** WORK INSTRUCTION **
Take the data below and write it out exactly, except for the pictures.

** STORED DATA **
=== Section Start ===
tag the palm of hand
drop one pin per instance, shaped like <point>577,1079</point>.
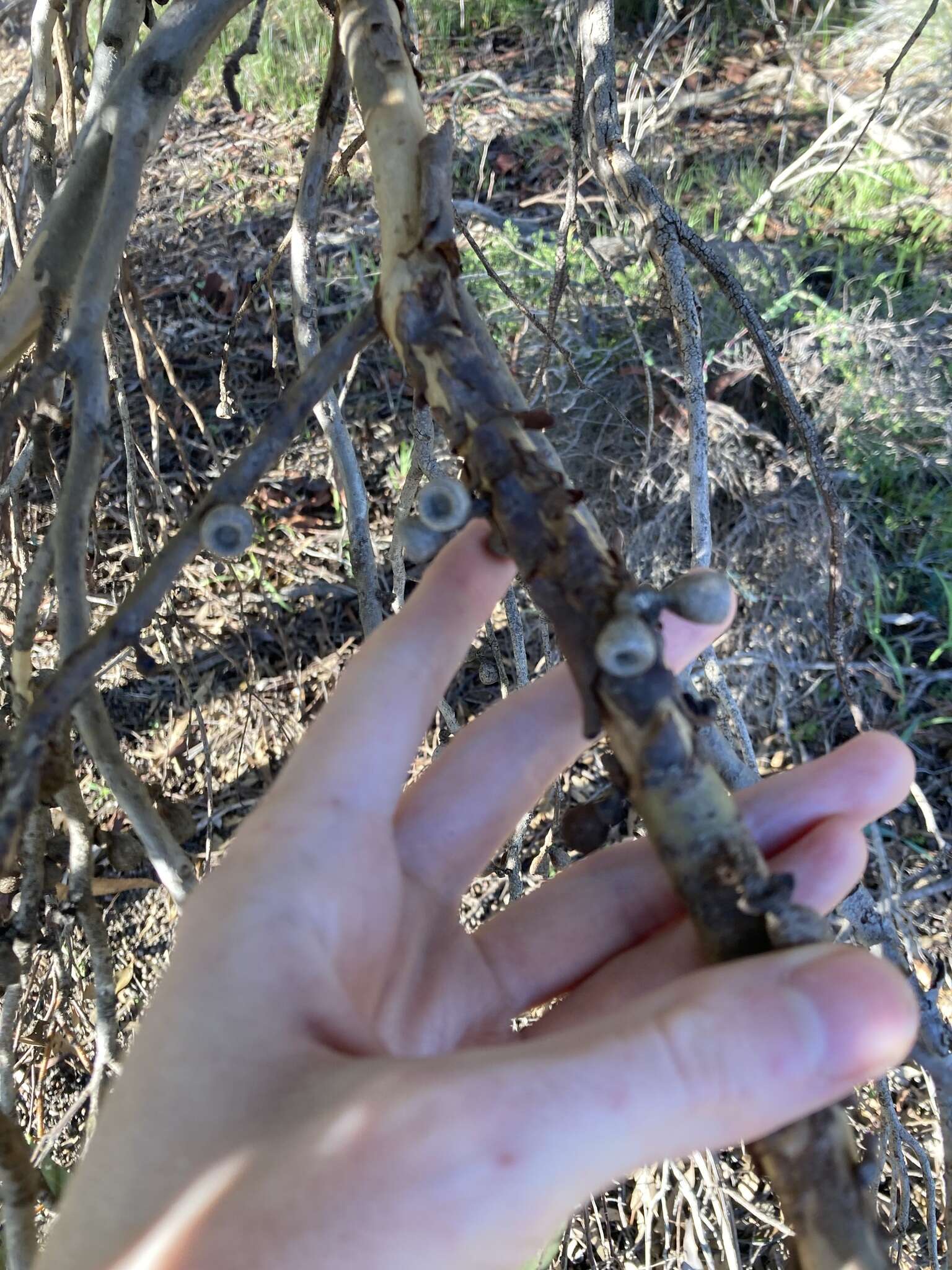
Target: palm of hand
<point>327,1028</point>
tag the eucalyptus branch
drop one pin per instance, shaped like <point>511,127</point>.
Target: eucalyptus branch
<point>22,1183</point>
<point>332,116</point>
<point>117,38</point>
<point>580,585</point>
<point>146,89</point>
<point>82,900</point>
<point>247,48</point>
<point>24,760</point>
<point>40,116</point>
<point>421,464</point>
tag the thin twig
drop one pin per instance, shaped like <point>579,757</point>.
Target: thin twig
<point>29,746</point>
<point>247,48</point>
<point>886,84</point>
<point>332,116</point>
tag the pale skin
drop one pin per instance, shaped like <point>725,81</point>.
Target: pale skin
<point>328,1073</point>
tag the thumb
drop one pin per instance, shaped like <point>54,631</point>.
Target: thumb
<point>728,1054</point>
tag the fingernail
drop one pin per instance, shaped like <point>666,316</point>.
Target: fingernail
<point>866,1013</point>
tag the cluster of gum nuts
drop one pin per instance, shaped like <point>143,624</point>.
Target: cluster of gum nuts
<point>628,643</point>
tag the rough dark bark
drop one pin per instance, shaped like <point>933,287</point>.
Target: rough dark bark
<point>576,580</point>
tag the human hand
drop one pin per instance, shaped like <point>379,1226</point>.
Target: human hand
<point>329,1073</point>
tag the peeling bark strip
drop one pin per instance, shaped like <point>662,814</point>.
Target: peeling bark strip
<point>576,580</point>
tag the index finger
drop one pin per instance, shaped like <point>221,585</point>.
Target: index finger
<point>366,738</point>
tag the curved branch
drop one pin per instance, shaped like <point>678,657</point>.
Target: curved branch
<point>40,116</point>
<point>148,88</point>
<point>711,858</point>
<point>113,50</point>
<point>27,752</point>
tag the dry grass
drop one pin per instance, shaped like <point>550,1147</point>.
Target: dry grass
<point>245,654</point>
=== Section End ===
** YOUR RESPONSE **
tag the palm of hand
drop one pin per instance, shaped like <point>577,1079</point>.
Target: palm of hand
<point>327,1028</point>
tag the eucalyptus branch
drop one pin per instance, shaped like <point>511,127</point>.
Target: eucalyptus branch
<point>22,1183</point>
<point>332,116</point>
<point>117,38</point>
<point>580,585</point>
<point>146,89</point>
<point>82,900</point>
<point>247,48</point>
<point>24,760</point>
<point>40,116</point>
<point>421,464</point>
tag the thin twig
drop one pin per instance, shaped like <point>579,757</point>.
Target: thin twig
<point>29,746</point>
<point>247,48</point>
<point>886,84</point>
<point>332,116</point>
tag the pale skin
drop one pin per instance, shaped like <point>725,81</point>.
Target: pale skin
<point>328,1073</point>
tag the thumb
drop one pin per instance, shaped like <point>54,631</point>.
Target: thumb
<point>728,1054</point>
tag the fingernail
drop one pin per instance, shaped like <point>666,316</point>.
Target: fingernail
<point>866,1013</point>
tag the cluster of gum nuts
drop one pin per instance, shaped like <point>143,624</point>.
Target: cluster of gum nuts
<point>628,643</point>
tag the rough dark bark
drop one pin per instance, shaped like <point>933,287</point>.
Target: rough dark bark
<point>576,580</point>
tag the human hand
drop one pin per instance, shaped like <point>379,1226</point>.
Target: human hand
<point>329,1073</point>
tag the peeling bark strip
drop one pin per instance, shaped like <point>662,814</point>.
Target: peeling bark strip
<point>576,580</point>
tag the index finger
drop one pin per instance, shaped like <point>221,585</point>.
Target: index finger
<point>366,738</point>
tag the curved branch
drop one pin per instance, shaped like <point>678,657</point>.
Target: curved branch
<point>40,116</point>
<point>148,88</point>
<point>711,858</point>
<point>113,50</point>
<point>27,752</point>
tag the dry grass
drop one pin per instance, shaped like <point>550,1147</point>.
Target: dry grass
<point>245,654</point>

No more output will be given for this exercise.